_Request a_: In the records, replace "pin" with "point" in every line from the one containing "# test: locate the man's" through the last line of the records, and change nothing else. Give back only those lines.

The memo also makes clear that the ACLU has zero interest in defending First Amendment rights in conjunction with Second Amendment rights. If controversial speakers intend to carry weapons, the ACLU “will generally not represent them.”

One good thing to come out of the Trump presidency is that many political activists and organizations are revealing their true colors. I’m of the opinion that rights are make believe. Part of why I believe this is because of how supposed rights are treated here in the United States. I’m of the opinion that if rights exist, then they’re absolute. The prevailing attitude here in the United States is that rights exist but instead of being absolute they’re more like a wishy-washy guideline that can be infringed whenever convenience requires it.

_Provided information_:
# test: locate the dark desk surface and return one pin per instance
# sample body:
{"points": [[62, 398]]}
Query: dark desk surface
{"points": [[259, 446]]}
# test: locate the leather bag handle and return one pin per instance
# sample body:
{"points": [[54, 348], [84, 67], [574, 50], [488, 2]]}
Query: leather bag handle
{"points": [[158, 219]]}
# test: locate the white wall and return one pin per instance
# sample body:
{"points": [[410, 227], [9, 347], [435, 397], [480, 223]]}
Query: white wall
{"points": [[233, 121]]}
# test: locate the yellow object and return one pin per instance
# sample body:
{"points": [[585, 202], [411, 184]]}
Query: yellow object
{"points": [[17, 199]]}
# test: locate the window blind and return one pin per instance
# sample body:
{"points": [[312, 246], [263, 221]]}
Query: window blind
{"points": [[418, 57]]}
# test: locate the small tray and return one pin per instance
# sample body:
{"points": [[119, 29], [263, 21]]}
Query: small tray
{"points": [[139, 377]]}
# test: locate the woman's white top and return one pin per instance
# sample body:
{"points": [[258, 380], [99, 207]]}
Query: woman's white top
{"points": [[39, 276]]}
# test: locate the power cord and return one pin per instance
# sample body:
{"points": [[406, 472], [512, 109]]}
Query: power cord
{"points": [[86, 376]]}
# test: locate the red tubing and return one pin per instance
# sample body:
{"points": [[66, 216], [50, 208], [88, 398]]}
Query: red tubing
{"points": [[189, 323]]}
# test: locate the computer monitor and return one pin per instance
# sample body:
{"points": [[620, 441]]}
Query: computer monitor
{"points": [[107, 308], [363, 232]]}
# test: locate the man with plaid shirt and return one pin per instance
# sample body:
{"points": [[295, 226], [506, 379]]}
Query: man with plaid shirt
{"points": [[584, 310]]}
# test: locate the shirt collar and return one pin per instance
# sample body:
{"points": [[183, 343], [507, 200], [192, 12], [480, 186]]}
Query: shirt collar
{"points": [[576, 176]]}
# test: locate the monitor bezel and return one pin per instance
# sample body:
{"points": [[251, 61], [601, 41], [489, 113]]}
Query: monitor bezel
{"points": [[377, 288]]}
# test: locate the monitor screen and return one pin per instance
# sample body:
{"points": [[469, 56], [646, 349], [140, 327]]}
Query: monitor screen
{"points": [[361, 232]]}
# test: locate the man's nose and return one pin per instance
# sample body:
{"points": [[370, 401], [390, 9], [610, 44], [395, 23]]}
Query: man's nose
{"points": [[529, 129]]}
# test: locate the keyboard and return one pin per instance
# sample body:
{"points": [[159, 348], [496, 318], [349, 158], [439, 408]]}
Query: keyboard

_Request b_: From the passage on the ACLU and rights, print the words from "One good thing" up to and including "convenience requires it.".

_Correct response a_:
# test: locate the man's nose and return one point per instance
# sample body:
{"points": [[370, 401], [390, 9], [610, 44], [395, 23]]}
Query: man's nose
{"points": [[529, 129]]}
# test: locate the keyboard and return one point per instance
# sample body:
{"points": [[159, 348], [496, 318], [349, 158], [439, 408]]}
Query: keyboard

_Correct response b_:
One good thing to come out of the Trump presidency is that many political activists and organizations are revealing their true colors. I’m of the opinion that rights are make believe. Part of why I believe this is because of how supposed rights are treated here in the United States. I’m of the opinion that if rights exist, then they’re absolute. The prevailing attitude here in the United States is that rights exist but instead of being absolute they’re more like a wishy-washy guideline that can be infringed whenever convenience requires it.